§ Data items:

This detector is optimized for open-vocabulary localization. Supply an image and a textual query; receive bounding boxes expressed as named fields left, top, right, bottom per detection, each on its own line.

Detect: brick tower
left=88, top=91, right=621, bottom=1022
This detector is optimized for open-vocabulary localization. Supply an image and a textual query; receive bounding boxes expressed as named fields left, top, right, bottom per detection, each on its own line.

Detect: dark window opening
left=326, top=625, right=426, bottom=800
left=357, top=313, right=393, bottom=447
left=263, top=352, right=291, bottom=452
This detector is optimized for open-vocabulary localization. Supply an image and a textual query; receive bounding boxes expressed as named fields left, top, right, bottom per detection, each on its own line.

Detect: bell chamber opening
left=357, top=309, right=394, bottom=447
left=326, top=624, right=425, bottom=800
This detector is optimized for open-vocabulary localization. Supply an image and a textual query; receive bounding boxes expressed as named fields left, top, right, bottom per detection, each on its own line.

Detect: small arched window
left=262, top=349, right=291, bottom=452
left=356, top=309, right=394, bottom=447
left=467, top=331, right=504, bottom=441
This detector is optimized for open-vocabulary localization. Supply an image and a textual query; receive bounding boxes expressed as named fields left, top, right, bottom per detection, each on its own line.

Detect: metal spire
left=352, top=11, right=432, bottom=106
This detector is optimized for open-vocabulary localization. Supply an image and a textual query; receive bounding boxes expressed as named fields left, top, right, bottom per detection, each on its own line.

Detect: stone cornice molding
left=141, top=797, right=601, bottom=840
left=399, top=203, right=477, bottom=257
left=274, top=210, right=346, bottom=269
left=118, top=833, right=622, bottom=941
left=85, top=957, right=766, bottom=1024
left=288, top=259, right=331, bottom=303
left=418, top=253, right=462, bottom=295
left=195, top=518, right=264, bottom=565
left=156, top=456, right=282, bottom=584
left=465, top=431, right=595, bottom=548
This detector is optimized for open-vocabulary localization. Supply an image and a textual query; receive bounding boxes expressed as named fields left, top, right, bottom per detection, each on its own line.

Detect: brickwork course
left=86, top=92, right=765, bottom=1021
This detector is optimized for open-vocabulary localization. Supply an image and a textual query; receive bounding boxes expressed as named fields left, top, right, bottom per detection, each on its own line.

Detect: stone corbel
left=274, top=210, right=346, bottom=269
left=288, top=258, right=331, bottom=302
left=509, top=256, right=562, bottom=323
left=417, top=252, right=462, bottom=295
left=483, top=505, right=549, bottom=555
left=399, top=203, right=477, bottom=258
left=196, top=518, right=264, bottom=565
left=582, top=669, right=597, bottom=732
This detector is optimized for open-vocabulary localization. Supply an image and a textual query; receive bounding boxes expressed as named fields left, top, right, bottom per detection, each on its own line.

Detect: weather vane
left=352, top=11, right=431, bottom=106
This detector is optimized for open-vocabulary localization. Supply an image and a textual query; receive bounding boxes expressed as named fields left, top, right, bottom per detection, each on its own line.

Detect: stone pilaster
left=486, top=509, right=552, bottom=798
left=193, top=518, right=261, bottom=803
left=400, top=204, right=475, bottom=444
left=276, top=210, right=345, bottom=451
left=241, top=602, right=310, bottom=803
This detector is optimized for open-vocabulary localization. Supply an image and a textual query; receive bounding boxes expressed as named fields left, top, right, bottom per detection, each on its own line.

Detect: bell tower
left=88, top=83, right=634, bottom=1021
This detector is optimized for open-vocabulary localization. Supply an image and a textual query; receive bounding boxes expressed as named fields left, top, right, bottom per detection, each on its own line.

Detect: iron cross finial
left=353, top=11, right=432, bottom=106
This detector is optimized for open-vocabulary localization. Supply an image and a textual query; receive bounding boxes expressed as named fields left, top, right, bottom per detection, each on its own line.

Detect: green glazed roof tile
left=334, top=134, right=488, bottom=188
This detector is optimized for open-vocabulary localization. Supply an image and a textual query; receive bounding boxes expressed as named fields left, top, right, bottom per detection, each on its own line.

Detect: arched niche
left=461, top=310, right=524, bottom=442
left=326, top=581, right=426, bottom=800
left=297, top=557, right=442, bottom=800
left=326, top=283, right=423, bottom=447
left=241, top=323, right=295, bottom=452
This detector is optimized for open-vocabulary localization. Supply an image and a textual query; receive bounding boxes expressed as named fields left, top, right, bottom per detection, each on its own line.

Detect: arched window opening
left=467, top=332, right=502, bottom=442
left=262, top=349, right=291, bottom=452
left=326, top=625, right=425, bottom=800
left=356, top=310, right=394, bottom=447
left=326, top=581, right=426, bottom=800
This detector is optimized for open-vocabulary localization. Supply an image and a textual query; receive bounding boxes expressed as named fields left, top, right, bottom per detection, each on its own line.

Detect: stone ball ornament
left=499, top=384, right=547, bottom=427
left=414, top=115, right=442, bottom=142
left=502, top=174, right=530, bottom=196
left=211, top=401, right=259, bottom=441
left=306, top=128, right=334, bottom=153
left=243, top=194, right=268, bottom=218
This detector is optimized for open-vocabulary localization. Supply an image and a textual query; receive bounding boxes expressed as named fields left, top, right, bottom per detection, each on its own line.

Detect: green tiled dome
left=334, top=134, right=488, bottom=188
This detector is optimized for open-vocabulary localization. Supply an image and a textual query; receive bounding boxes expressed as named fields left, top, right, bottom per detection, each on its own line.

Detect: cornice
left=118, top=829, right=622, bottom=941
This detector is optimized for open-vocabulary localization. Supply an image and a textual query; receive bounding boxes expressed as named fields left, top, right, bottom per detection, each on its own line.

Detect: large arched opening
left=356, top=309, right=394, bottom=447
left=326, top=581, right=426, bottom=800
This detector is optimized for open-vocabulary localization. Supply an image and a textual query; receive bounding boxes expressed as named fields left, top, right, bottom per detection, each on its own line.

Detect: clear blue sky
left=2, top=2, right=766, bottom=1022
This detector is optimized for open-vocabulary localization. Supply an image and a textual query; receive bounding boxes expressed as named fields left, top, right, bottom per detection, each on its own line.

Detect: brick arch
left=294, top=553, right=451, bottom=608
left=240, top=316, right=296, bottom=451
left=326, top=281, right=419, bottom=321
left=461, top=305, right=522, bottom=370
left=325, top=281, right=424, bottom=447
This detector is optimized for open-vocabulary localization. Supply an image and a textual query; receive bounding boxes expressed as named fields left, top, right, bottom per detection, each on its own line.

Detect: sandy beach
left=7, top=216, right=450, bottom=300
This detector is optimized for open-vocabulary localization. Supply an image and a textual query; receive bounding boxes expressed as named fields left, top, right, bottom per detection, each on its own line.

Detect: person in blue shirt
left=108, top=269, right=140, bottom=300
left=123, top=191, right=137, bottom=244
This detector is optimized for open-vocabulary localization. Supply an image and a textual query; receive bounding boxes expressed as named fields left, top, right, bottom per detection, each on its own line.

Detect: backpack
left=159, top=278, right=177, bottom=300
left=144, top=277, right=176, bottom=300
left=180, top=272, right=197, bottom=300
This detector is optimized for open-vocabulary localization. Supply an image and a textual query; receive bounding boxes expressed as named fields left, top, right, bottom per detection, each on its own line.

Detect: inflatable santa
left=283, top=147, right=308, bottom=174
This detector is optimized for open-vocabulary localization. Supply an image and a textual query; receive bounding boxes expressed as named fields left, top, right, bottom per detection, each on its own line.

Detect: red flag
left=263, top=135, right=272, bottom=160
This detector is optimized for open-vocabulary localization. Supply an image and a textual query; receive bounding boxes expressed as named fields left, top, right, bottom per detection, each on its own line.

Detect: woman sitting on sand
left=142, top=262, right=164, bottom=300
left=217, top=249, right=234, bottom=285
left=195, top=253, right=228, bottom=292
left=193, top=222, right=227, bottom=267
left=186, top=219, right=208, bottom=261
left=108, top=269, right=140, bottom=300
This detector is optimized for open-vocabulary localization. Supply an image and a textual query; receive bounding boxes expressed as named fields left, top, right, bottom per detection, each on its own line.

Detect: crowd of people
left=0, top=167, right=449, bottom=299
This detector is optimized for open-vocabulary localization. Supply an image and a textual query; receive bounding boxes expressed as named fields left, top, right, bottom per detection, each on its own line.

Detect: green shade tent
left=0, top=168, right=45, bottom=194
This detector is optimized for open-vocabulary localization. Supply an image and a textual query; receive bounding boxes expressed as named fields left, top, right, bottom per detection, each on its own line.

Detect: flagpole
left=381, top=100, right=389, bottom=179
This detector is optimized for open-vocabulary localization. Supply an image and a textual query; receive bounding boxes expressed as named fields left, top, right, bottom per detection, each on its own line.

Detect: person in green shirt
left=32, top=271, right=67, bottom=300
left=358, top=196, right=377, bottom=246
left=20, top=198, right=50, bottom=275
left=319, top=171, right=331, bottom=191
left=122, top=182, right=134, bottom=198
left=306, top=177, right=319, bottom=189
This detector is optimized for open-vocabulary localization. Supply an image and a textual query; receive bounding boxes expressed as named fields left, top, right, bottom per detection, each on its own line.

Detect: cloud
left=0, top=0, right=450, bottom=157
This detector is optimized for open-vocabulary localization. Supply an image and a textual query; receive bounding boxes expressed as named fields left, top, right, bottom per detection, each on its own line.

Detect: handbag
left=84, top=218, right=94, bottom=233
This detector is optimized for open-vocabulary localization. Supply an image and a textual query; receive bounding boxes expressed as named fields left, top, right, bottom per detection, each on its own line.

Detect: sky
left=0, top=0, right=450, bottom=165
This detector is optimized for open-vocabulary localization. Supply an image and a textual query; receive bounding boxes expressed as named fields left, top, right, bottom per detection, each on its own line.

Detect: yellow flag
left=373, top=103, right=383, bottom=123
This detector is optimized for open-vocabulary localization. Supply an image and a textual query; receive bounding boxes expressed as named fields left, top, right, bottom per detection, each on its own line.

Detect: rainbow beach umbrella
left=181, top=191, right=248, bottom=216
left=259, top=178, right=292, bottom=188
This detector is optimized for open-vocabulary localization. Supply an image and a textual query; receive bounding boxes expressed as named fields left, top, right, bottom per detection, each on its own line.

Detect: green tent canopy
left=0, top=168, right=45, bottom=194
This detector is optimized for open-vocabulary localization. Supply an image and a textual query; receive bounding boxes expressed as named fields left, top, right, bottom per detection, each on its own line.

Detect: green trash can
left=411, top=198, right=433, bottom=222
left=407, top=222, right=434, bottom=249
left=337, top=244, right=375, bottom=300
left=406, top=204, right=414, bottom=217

§ WORK INSTRUCTIONS:
Please copy out word for word everything from the start of the material down to the line containing "left=467, top=331, right=504, bottom=441", with that line included.

§ IN RESPONSE:
This detector is optimized for open-vocabulary localization. Supply an image and a textual query; receive bounding boxes expressed as named fields left, top, right, bottom per detection, each on its own line.

Detect: brick tower
left=88, top=91, right=621, bottom=1022
This detector is optimized for open-vocabulary localization. Supply an image and a textual query; receive bounding boxes expressed as named fields left, top, right, bottom per detection, each on its own line.

Detect: dark window opening
left=326, top=625, right=426, bottom=800
left=357, top=313, right=393, bottom=447
left=263, top=352, right=291, bottom=452
This detector is optimized for open-vocabulary localization. Supply an image and a textual query; receive bounding boxes expressed as named fields left, top, right, bottom per detection, each on its own line.

Detect: bell chamber opening
left=357, top=309, right=394, bottom=447
left=326, top=624, right=425, bottom=800
This detector is optimized for open-vocabulary localization. Supply an image and a textual query; receive bounding boxes expressed as named fields left, top, right, bottom per detection, each on its own line.

Detect: small arched window
left=262, top=349, right=291, bottom=452
left=356, top=309, right=394, bottom=447
left=467, top=331, right=504, bottom=441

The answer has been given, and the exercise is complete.